[Point annotation records]
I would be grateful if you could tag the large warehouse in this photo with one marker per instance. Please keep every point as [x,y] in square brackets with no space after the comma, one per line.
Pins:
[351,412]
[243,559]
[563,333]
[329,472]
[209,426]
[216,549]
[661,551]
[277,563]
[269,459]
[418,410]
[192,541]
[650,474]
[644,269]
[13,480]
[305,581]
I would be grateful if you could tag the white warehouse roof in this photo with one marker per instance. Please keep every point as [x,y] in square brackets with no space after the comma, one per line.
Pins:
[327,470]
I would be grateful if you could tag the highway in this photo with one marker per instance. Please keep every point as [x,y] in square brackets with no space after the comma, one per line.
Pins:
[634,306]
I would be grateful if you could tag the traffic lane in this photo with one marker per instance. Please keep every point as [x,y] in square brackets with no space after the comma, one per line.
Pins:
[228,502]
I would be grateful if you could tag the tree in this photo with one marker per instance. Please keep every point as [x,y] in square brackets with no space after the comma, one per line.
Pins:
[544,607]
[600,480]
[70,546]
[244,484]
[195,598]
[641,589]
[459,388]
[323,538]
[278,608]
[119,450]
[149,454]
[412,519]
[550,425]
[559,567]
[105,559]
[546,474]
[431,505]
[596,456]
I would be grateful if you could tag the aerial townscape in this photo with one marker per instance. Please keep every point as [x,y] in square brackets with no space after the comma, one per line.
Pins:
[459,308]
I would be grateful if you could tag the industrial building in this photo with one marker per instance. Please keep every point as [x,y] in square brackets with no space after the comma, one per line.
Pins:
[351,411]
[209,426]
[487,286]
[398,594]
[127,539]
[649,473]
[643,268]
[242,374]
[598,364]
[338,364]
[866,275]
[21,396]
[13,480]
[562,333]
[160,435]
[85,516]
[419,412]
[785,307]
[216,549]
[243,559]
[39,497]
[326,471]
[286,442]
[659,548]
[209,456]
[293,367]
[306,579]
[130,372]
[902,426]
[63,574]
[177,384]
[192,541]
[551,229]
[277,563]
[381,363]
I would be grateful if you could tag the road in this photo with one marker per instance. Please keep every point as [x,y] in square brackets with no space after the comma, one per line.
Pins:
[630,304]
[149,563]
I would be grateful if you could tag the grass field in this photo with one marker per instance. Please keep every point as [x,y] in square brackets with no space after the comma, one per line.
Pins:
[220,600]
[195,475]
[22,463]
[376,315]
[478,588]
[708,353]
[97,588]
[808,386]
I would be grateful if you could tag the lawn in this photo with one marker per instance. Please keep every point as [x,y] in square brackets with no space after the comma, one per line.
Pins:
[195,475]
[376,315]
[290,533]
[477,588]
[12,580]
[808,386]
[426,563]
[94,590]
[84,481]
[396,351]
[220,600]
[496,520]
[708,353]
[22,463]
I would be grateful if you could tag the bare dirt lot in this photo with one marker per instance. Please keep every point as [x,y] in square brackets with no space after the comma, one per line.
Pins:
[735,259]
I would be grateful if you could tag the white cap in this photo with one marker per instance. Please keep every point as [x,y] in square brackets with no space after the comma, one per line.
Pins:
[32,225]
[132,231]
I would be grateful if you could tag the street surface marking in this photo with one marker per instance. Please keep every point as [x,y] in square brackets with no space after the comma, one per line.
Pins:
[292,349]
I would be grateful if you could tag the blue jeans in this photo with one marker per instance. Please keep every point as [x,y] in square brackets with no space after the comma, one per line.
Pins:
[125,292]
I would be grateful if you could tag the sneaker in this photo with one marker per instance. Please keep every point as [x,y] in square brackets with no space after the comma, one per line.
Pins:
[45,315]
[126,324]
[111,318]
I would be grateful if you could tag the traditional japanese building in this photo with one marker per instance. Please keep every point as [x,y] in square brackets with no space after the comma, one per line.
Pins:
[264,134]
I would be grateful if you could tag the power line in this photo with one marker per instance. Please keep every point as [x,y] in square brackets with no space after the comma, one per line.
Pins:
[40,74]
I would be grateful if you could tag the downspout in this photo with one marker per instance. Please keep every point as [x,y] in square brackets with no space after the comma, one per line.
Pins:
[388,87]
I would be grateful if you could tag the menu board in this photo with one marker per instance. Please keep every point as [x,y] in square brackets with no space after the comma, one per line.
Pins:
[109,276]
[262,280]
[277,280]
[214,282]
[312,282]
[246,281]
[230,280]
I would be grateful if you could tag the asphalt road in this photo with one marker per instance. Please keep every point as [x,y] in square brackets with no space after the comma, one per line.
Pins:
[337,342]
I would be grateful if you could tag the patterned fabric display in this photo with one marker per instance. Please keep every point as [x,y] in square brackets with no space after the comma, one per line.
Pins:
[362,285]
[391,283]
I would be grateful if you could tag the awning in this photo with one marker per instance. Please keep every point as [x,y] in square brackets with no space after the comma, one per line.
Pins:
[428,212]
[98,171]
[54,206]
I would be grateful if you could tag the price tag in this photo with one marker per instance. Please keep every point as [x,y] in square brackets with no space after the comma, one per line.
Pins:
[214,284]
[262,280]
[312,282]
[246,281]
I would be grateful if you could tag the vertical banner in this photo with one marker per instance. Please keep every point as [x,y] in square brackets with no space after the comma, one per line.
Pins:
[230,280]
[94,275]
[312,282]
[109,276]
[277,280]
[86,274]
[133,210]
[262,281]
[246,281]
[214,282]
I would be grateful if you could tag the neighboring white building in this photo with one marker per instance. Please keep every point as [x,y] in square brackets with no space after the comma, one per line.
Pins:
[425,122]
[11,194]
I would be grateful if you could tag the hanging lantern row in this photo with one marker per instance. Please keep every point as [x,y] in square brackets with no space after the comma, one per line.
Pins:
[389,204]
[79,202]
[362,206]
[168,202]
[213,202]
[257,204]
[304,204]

TASK TO CARRY OUT:
Give the part of the listing that starts with the line containing "I would be grateful if you could tag the hanging" and runs through the end of the listing as a JSON list of strings, one string per line, with blank lines left out.

SOLUTION TO THE PROBLEM:
[
  "I would be grateful if you could tag the hanging lantern row in this photo with one marker per instance. Please keep every point as [x,y] in square brackets with no space after the comma, one per line.",
  "Pins:",
  "[389,204]",
  "[79,202]",
  "[362,206]",
  "[168,202]",
  "[213,202]",
  "[257,204]",
  "[304,204]"
]